== What is expected ==
Rewrite the part of the listing that opens with the line containing "Where can you spot the calm" and closes with the line containing "pixel 846 395", changing "distant" to "faraway" throughout and leaving everything else as it is.

== Source records ==
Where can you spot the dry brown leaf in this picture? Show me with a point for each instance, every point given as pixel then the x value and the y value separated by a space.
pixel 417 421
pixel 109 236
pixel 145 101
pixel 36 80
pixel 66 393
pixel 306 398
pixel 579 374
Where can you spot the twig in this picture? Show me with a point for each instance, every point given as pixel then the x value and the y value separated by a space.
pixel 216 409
--
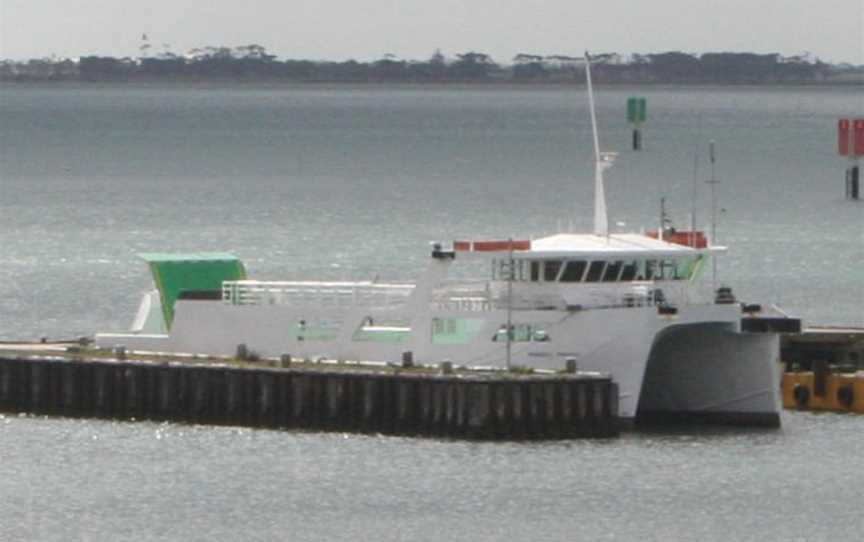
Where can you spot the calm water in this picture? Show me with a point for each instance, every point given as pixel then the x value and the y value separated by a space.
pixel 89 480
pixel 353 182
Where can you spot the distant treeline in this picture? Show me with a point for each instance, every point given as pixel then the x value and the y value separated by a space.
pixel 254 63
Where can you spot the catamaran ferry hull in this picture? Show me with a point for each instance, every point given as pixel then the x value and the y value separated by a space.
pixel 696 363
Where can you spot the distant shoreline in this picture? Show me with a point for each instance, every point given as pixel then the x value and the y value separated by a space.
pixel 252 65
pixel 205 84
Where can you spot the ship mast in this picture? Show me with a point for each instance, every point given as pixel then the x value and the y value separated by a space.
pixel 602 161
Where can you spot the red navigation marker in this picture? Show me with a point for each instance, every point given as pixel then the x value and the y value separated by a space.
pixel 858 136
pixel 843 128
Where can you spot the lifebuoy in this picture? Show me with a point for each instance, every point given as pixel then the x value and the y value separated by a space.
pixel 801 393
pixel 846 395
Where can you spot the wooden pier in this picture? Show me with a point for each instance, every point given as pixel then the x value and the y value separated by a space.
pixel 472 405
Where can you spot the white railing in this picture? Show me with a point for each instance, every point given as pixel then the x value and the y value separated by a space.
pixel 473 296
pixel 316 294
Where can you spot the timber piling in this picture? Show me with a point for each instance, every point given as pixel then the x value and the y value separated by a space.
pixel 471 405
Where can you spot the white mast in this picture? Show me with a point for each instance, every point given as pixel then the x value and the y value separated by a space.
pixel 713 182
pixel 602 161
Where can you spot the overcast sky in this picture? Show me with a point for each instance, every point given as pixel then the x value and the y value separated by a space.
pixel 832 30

== Complete response ==
Where can you spot the calm water in this picture? Show me with a point for each instance, every point given as pixel then the x value and the y value separated by a space.
pixel 89 480
pixel 353 182
Where can you spot the faraway treeline in this picture? Show me with a point for each instance, every point given as pixel then the x value and the y value separated by a space.
pixel 254 63
Where can you spot the catamaran ferry hull in this picture? Show me with a point for each instance, every point given as pixel then the x value and the y value separated by a space.
pixel 696 363
Where can you spot the faraway shoreline in this picture? Show me with a point for each instance, every point given as pixel then the x value and the y value separated by a space.
pixel 252 65
pixel 205 84
Where can you spot the ship mast in this picture? Show me with a point for each instance, every point given as pixel then the x value and the y value separated by a space.
pixel 602 161
Where can you spot the red navigation marker in this picture? Show me with a point for each instance, every point given as pixel then the x value and the y value separated by a space.
pixel 858 136
pixel 843 128
Where can you spot the lifebuoy in this picture? Show me with a point for each instance, every point given as pixel then the x value and the y value separated by a space.
pixel 801 393
pixel 846 395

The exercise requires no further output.